#### Exercise brief
Rewrite all the rows below, putting "central point" wherever "innermost point" appears and leaving everything else unchanged.

#### Dataset excerpts on object pointing

______________________________

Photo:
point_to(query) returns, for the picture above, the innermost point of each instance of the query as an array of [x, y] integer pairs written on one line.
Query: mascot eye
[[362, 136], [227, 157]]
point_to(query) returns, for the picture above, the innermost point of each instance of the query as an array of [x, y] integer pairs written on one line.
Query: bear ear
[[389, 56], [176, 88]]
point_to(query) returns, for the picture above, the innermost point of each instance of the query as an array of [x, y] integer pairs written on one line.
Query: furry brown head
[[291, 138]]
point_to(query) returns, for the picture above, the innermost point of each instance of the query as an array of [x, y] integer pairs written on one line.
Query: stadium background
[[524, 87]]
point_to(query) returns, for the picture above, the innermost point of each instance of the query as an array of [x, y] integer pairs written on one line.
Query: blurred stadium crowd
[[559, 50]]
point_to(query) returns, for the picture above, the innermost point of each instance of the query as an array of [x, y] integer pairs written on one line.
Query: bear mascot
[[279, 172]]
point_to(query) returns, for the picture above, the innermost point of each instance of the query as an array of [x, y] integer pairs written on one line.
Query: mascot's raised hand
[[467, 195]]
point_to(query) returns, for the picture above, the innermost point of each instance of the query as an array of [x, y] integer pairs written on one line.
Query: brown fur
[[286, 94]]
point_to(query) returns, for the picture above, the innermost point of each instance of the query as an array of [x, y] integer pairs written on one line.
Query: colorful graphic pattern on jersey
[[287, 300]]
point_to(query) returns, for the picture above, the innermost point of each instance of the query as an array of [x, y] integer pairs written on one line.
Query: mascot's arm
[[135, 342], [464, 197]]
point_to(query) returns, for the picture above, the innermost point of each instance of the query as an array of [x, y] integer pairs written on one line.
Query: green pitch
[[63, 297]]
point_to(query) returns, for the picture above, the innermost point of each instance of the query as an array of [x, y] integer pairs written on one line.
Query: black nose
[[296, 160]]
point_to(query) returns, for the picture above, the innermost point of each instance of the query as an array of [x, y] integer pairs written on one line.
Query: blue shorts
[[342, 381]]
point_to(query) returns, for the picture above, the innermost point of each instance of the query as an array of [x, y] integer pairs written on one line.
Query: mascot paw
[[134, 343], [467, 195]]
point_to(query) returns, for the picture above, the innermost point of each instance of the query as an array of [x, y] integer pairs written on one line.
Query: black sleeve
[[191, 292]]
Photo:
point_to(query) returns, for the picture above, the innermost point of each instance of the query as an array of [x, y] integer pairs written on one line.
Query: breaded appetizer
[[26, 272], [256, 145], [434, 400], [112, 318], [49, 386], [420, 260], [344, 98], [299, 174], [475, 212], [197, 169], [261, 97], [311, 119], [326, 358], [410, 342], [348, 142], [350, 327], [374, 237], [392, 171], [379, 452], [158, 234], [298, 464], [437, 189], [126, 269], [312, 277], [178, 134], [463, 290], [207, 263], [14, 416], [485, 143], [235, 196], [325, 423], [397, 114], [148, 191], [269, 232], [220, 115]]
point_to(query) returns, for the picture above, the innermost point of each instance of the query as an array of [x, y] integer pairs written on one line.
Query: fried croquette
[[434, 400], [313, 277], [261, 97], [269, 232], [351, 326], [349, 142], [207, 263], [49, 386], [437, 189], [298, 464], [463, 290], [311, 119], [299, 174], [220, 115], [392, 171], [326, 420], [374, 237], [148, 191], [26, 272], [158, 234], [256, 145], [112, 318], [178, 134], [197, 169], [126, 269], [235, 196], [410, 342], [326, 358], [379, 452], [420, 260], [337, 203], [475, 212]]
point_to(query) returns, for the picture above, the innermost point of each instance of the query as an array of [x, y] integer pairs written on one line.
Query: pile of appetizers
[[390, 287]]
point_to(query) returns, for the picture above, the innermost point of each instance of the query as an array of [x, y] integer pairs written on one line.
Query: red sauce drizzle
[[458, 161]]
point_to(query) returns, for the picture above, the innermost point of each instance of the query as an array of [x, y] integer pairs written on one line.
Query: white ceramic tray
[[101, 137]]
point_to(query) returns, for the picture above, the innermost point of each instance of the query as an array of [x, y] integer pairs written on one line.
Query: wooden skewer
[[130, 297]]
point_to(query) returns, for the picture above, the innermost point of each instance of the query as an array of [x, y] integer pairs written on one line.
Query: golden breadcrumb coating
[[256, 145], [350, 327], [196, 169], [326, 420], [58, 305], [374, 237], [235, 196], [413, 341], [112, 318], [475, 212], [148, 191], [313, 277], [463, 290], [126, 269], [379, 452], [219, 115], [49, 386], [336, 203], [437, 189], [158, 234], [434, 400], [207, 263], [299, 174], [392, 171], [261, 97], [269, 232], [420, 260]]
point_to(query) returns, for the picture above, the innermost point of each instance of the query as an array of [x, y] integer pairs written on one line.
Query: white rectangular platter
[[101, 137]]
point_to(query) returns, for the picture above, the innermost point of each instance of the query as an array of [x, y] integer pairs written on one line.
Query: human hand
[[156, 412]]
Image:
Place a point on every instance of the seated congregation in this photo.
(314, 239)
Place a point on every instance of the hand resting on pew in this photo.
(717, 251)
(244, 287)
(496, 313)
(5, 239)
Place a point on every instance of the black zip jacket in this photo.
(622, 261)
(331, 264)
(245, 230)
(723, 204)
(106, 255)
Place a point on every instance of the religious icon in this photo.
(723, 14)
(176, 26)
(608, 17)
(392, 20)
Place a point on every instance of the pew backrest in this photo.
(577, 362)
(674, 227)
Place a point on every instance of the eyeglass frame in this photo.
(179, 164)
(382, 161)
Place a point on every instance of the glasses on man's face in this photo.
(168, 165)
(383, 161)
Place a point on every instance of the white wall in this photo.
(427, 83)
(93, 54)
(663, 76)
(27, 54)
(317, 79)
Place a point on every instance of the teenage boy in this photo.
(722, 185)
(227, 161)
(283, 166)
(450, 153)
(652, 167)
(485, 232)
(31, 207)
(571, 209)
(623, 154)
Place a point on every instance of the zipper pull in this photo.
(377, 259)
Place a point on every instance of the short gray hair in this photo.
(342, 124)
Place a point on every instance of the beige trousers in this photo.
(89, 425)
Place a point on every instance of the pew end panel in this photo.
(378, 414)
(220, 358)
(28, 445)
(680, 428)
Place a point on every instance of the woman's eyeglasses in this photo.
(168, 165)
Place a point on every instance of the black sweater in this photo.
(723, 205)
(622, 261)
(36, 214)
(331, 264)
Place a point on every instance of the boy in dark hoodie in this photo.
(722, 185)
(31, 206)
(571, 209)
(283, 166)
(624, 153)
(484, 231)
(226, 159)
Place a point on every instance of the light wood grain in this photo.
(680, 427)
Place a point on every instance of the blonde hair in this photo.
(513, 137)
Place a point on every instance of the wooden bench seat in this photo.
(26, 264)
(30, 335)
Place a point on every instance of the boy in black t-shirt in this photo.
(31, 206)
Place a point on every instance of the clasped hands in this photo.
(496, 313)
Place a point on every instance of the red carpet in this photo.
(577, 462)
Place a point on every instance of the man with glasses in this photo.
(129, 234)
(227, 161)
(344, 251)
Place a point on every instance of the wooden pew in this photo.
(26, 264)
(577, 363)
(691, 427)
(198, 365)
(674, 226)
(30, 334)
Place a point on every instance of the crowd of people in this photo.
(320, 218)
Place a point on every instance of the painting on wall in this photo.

______________________________

#### Correct response
Photo:
point_to(query) returns, for the picture above, the central point of each instance of the query as an array of [x, y] integer pairs written on one line.
Query: mascot eye
[[362, 136], [227, 157]]
point_to(query) returns, for the picture above, the central point of each instance of the query as an array of [x, y] integer pairs written on one line.
Query: bear ear
[[389, 56], [176, 88]]
point_to(query) returns, for the picture above, the central point of each instance of the query as an array of [x, y] integer pairs written on one line.
Query: furry brown head
[[291, 138]]
point_to(query) returns, for the picture above, the central point of each instance of the query as an array of [x, y] integer pairs written on one line.
Query: stadium background
[[524, 87]]
point_to(query) returns, for the picture above, the central point of each instance of the query as an array of [x, y] integer pairs written on one line.
Query: blurred stadium crowd
[[559, 50]]
point_to(query) returns, for the picture above, the central point of each instance of the query as an array of [x, y] integer pairs written on one line.
Query: bear mascot
[[279, 172]]
point_to(query) returns, for the picture above, the central point of each instance of the query as an array of [x, y] integer pairs written on one line.
Query: mascot's raised hand
[[467, 195]]
point_to(query) returns, for the picture above, the central point of each instance of the query as an array of [x, y] integer pairs written on one line.
Query: brown fur
[[286, 94]]
point_to(query) returns, for the picture above, the central point of each instance of the query as an array of [x, y] integer pairs written on one line.
Query: colorful graphic pattern on jersey
[[287, 300]]
point_to(query) returns, for the picture above, the central point of each instance of the query as an array of [x, y] integer pairs written on one line.
Query: mascot's arm
[[135, 342], [464, 197]]
point_to(query) returns, for the picture above, the central point of each instance of the query as an array of [x, y] integer pairs written on one line.
Query: green pitch
[[63, 297]]
point_to(query) returns, for the picture above, the central point of each instance of the query as an array of [x, y] integer pairs written on one line.
Query: black nose
[[296, 160]]
point_to(query) returns, for the picture above, the central point of each instance of the query as an array of [x, y] integer pairs written on one line.
Query: blue shorts
[[342, 381]]
point_to(query) returns, for the picture above, the central point of each instance of the query as an array of [x, y] integer pairs written on one line.
Query: mascot paw
[[134, 343], [467, 195]]
point_to(query) returns, for the picture above, the central point of each instance of the query as an array of [x, y] integer pairs written on one line.
Query: black sleeve
[[191, 292]]
Photo:
point_to(query) returns, for the picture above, the central point of each instance of the query as an array of [x, y] integer pairs written on one line.
Query: breaded appetizer
[[26, 272], [256, 145], [434, 400], [112, 318], [49, 386], [420, 260], [344, 98], [299, 174], [475, 212], [197, 169], [261, 97], [311, 119], [326, 358], [410, 342], [348, 142], [350, 327], [374, 237], [392, 171], [379, 452], [158, 234], [298, 464], [437, 189], [126, 269], [312, 277], [178, 134], [463, 290], [207, 263], [14, 416], [485, 143], [235, 196], [325, 423], [397, 114], [148, 191], [269, 232], [220, 115]]
point_to(query) returns, for the picture above, the central point of each instance of the query as an array of [x, y] integer pairs written on one line.
Query: fried croquette
[[434, 400], [313, 277], [261, 97], [269, 232], [351, 326], [349, 142], [207, 263], [49, 386], [437, 189], [298, 464], [463, 290], [311, 119], [299, 174], [220, 115], [392, 171], [326, 420], [374, 237], [148, 191], [26, 272], [158, 234], [256, 145], [112, 318], [178, 134], [197, 169], [126, 269], [235, 196], [410, 342], [326, 358], [379, 452], [420, 260], [337, 203], [475, 212]]
point_to(query) returns, for the picture above, the central point of each instance of the query as an array of [x, y] integer pairs written on one line.
Query: pile of appetizers
[[390, 287]]
point_to(query) returns, for the picture above, the central point of each instance of the query as an array of [x, y] integer pairs written on one line.
Query: red sauce drizzle
[[458, 161]]
point_to(query) returns, for the picture above, the central point of each instance of the query as an array of [x, y] integer pairs written on one line.
Query: white ceramic tray
[[101, 137]]
point_to(query) returns, for the picture above, the central point of each instance of the query as an array of [x, y] integer pairs written on one line.
Query: wooden skewer
[[130, 297]]
point_to(query) returns, for the picture above, the central point of each instance of the query as an array of [x, y] integer pairs written on one line.
Query: golden breadcrumb coating
[[256, 145], [350, 327], [196, 169], [326, 420], [58, 305], [374, 237], [235, 196], [413, 341], [112, 318], [475, 212], [148, 191], [313, 277], [463, 290], [126, 269], [379, 452], [219, 115], [49, 386], [336, 203], [437, 189], [158, 234], [434, 400], [207, 263], [299, 174], [392, 171], [261, 97], [269, 232], [420, 260]]
point_to(query) returns, for the picture above, the central point of each instance of the query as an array of [x, y] integer pairs written on one line.
Query: white rectangular platter
[[101, 137]]
point_to(query) returns, for the picture above, the central point of each instance of the query as an array of [x, y] integer pairs written on one line.
Query: human hand
[[156, 412]]
Image:
Place a point on every instance of the seated congregation in this photo.
(314, 239)
Place a point on every instance of the hand resting on pew in this photo.
(717, 251)
(244, 287)
(496, 313)
(5, 239)
Place a point on every instance of the black zip jacket in this photo.
(622, 261)
(331, 264)
(245, 230)
(723, 204)
(106, 255)
Place a point on every instance of the religious icon in this photo.
(723, 14)
(176, 26)
(608, 17)
(392, 20)
Place a point on every instance of the pew backrest in this photo.
(577, 362)
(674, 227)
Place a point on every instance of the eyeglass frame in this photo.
(179, 164)
(382, 161)
Place a point on every instance of the glasses on man's face in this photo.
(168, 165)
(383, 161)
Place a point on every instance of the white wall in this photo.
(427, 83)
(93, 54)
(663, 76)
(27, 54)
(317, 79)
Place a point on every instance of the teenage boy in this photo.
(722, 185)
(227, 161)
(283, 166)
(450, 153)
(652, 167)
(485, 232)
(31, 207)
(571, 209)
(623, 154)
Place a point on every instance of the zipper pull in this photo.
(377, 259)
Place a point on every instance of the short gray hair in this photo.
(342, 124)
Place a point on every instance of the beige trousers in this photo.
(89, 425)
Place a point on every instance of the pew end panel in this photo.
(378, 414)
(220, 358)
(28, 445)
(680, 428)
Place a point on every instance of the woman's eyeglasses in this photo.
(168, 165)
Place a point on every instance of the black sweater in this photo.
(723, 205)
(622, 261)
(36, 214)
(331, 264)
Place a point on every instance of the boy in dark hoodie in this photo.
(722, 185)
(31, 206)
(571, 209)
(283, 166)
(624, 153)
(484, 231)
(226, 159)
Place a point on every instance of the light wood grain in this photo.
(680, 427)
Place a point on every instance of the blonde hair in this photo.
(513, 137)
Place a point on every instance of the wooden bench seat in this photo.
(26, 264)
(30, 335)
Place a point on every instance of the boy in black t-shirt in this photo.
(31, 206)
Place a point on every instance of the clasped hands in this photo.
(496, 313)
Place a point on every instance of the red carpet in this photo.
(577, 462)
Place a point on every instance of the man with glasses in this photo.
(129, 234)
(227, 161)
(344, 251)
Place a point on every instance of the wooden pew in this photo.
(26, 264)
(577, 363)
(691, 427)
(198, 365)
(674, 226)
(30, 334)
Place a point on every instance of the crowd of people in this photo.
(320, 218)
Place a point on every instance of the painting on wall in this photo.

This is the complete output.